Given passage:
────────────────────

Steady Growth Rates between 1.01 - 1.02




WaPo:

As coronavirus cases rise nationwide, public health experts urge caution

When Gov. Doug Ducey allowed Arizona’s stay-at-home order to expire on May 15, 340 patients were in intensive care units statewide due to the novel coronavirus — the largest number since the beginning of the pandemic. Public health experts at the University of Arizona spent the week before publicly pleading with Ducey to postpone reopening, suggesting cases in the state were still projected to grow.

About two weeks later, the maximum amount of time it takes the virus to incubate, Arizona began seeing a precipitous rise in cases and a flood of new hospitalizations, straining medical resources and forcing the state’s top medical official to reissue a March order urging all hospitals to activate emergency plans.

What Arizona is experiencing could be an ominous sign. More than a dozen states are showing new highs in the number of positive coronavirus cases or hospitalizations, according to Washington Post data, a few weeks after lifting restrictions on most businesses and large gatherings.

- snip -

“Worse times are ahead,” said Joe Gerald, an associate professor and public health researcher at the University of Arizona who has been part of an academic team providing projections to the state health department. “The preponderance of evidence indicates community transmission is increasing.”

────────────────────

(Collected data entries)
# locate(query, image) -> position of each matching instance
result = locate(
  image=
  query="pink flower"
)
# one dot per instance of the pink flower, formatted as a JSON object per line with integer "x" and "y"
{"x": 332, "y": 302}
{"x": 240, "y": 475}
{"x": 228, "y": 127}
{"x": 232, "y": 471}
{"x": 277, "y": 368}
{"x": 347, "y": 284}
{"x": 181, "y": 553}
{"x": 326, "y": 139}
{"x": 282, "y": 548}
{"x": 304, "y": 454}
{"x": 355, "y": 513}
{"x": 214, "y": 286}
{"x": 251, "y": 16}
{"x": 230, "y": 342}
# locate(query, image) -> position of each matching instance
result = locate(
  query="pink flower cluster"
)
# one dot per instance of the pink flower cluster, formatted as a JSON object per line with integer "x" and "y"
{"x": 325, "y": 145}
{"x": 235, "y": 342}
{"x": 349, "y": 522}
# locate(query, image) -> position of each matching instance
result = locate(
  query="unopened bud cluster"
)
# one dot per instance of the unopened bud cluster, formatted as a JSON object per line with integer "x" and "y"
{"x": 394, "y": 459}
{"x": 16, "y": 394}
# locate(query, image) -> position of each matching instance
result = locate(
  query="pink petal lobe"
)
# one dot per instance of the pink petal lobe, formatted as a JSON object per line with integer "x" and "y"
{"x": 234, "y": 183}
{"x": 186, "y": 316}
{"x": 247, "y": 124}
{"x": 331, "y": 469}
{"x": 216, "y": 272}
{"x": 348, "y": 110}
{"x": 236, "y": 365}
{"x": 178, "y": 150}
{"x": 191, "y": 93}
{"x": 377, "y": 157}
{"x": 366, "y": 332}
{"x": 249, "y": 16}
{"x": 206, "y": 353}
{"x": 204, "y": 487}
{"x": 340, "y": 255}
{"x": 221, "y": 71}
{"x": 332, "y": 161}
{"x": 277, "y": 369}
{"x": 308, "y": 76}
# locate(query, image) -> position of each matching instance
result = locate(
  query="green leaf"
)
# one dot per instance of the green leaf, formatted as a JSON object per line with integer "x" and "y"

────────────────────

Exercise details:
Reproduce everything in the article on rising coronavirus cases from "Steady Growth Rates" down to "projected to grow.". This material has no connection to the article on rising coronavirus cases.

Expected answer:
Steady Growth Rates between 1.01 - 1.02




WaPo:

As coronavirus cases rise nationwide, public health experts urge caution

When Gov. Doug Ducey allowed Arizona’s stay-at-home order to expire on May 15, 340 patients were in intensive care units statewide due to the novel coronavirus — the largest number since the beginning of the pandemic. Public health experts at the University of Arizona spent the week before publicly pleading with Ducey to postpone reopening, suggesting cases in the state were still projected to grow.